▶ _Text provided_

# Wrench for prewar rear axle adjusters



## Mack the fork (Jun 16, 2021)

I just installed two new repop rear axle adjustment bolts into my ‘40 DX project.

my question:

Is there a specific wrench or special tool to use on them? I don’t want to be “that guy” and immediately default to an adjustable wrench ( with the predictable ham-fisted looking results ).

If someone knows what was used at the Schwinn factory , or in authorized dealer’s shops; please let me know.

Thanks


----------



## Billythekid (Jun 16, 2021)

A 12 point would work if there loose


----------



## Mack the fork (Jun 16, 2021)

Billythekid said:


> A 12 point would work if there loose



Hey thanks for the tip !


----------



## bloo (Jun 16, 2021)

And an 8 point is made for square heads. No Idea what Schwinn used.


----------



## ian (Jun 16, 2021)

Maybe a 4 sided water key?


----------



## BFGforme (Jun 16, 2021)

Snap on makes 4 sided socket! There's a thread on here all about it!


----------



## Mack the fork (Jun 16, 2021)

Wow, thanks everyone. You’ve collectively spared my new adjusters from the indignation of being prematurely bodged. 

( bloody things nearly cost a tank of gas !
Therein lies the sickness… )


----------



## barneyguey (Jun 16, 2021)

I use a refrigeration wrench that's for turning valves on and off. I used it on the ship I worked on. It doesn't go on all the way, but works. 1/4" is just under size. Maybe they make a size that fits better.


----------



## Rivnut (Jun 16, 2021)

Take 1/4” socket with 1/4” drive.  But the drive end on you adjuster and a 1/4” Allen wrench into the hex end of the socket. An instant adjustment screw tool.

▶ _Provided material_
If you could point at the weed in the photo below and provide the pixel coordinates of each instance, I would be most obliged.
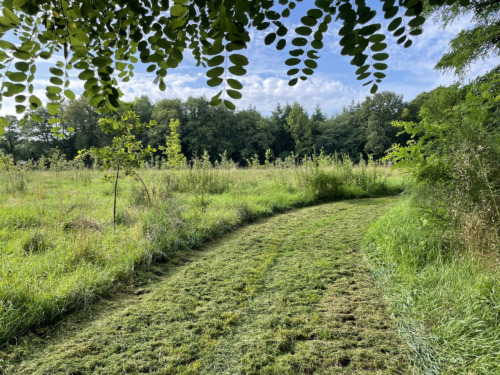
(36, 242)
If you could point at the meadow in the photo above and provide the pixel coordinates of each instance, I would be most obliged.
(60, 251)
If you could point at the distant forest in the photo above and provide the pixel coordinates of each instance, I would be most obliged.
(359, 130)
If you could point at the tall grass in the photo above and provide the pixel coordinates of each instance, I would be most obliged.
(445, 299)
(59, 251)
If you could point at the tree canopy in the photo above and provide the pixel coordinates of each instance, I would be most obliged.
(102, 40)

▶ _Challenges_
#1 In the forum thread on prewar axle adjuster wrenches, reproduce the part that opens with the words containing "Snap on makes" and closes with "the sickness… )", substituting "bolts" for "adjusters".
#2 According to the forum thread on prewar axle adjuster wrenches, which company makes a 4 sided socket?
#3 Extend the forum thread on prewar axle adjuster wrenches onward from its final post.

▶ _Responses to the exercise_
#1
Snap on makes 4 sided socket! There's a thread on here all about it!


----------



## Mack the fork (Jun 16, 2021)

Wow, thanks everyone. You’ve collectively spared my new bolts from the indignation of being prematurely bodged. 

( bloody things nearly cost a tank of gas !
Therein lies the sickness… )

#2 Snap on

#3
----------



## B607 (Jun 17, 2021)

I bought a set of Craftsman ignition wrenches and one of them is the perfect size for heads.  Gary


----------



## Mack the fork (Jun 17, 2021)

Barneyguey, Rivnut, and B607; 
You’re all certifiable geniuses!

( and you can tell anyone who’ll listen that I said so ! )

Many, many thanks to all !


----------



## schwinnja (Jun 17, 2021)

9/32 is the size you need for use on the axle adjusters on schwinns.


----------



## Tim the Skid (Jun 17, 2021)

I picked up this wrench at the estate sale of a gentleman who owned a bicycle shop. I don't know if it was made for bikes, but it fits the chain adjusters and has a slot that can be used as a spoke wrench. I'd give you this one but it's the only one I have. 😅


----------



## piercer_99 (Jun 19, 2021)

B607 said:


> I bought a set of Craftsman ignition wrenches and one of them is the perfect size for heads.  Gary



I use a set of Craftsman ignition wrenches I inherited when my Dad died when I was a kid.


----------



## J-wagon (Mar 29, 2022)

I just use ¼" wrench open ended. Works good enough.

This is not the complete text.